ABOUT THIS TASK: Pick out each line below that contains the word "rough" and copy those lines unchanged.

STORED DATA:
*** Block opens ***
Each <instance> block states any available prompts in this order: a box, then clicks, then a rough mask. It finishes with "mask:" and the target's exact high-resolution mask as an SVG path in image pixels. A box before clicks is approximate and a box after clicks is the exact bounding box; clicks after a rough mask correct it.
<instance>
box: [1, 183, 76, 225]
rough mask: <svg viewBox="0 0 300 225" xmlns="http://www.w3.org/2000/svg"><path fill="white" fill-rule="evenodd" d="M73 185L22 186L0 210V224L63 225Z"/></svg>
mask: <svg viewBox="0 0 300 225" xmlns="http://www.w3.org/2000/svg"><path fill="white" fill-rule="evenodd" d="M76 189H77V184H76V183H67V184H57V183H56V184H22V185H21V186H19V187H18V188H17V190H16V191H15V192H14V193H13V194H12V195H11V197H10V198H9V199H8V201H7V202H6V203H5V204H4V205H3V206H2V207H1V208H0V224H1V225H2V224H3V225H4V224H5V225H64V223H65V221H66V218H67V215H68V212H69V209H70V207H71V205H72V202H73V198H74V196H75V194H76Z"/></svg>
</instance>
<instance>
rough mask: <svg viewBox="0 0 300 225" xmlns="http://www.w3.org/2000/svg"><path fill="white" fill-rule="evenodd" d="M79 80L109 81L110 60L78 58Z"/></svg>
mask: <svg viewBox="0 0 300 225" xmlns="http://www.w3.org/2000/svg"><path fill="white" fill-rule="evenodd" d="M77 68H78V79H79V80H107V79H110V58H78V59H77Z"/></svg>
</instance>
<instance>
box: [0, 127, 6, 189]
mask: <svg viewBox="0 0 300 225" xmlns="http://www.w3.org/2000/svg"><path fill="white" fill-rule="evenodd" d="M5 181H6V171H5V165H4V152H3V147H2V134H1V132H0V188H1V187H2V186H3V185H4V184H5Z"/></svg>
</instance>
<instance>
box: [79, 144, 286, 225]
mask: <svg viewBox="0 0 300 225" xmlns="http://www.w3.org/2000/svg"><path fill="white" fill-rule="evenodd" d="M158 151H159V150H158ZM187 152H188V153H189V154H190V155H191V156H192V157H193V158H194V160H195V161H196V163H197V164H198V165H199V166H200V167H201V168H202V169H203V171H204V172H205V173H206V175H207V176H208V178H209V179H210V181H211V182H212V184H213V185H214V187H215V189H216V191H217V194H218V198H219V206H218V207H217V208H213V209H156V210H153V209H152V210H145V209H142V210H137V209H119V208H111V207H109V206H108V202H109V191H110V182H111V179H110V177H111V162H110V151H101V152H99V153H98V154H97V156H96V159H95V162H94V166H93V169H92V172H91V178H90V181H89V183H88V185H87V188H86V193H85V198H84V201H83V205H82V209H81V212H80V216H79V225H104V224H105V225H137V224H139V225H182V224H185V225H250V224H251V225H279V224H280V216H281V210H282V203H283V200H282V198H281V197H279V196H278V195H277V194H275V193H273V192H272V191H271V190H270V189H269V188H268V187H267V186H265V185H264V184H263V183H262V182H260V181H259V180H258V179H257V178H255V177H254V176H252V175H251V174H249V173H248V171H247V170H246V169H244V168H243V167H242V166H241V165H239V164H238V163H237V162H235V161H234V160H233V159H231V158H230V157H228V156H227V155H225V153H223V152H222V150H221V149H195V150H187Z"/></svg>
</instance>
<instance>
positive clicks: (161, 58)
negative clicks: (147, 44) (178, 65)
*** Block closes ***
YOUR RESPONSE:
Each <instance> block states any available prompts in this order: a box, then clicks, then a rough mask. It finishes with "mask:" and the target's exact high-resolution mask as an SVG path in image pixels. A box before clicks is approximate and a box after clicks is the exact bounding box; clicks after a rough mask correct it.
rough mask: <svg viewBox="0 0 300 225" xmlns="http://www.w3.org/2000/svg"><path fill="white" fill-rule="evenodd" d="M73 185L22 186L0 210V224L63 225Z"/></svg>
rough mask: <svg viewBox="0 0 300 225" xmlns="http://www.w3.org/2000/svg"><path fill="white" fill-rule="evenodd" d="M79 80L109 81L110 60L78 58Z"/></svg>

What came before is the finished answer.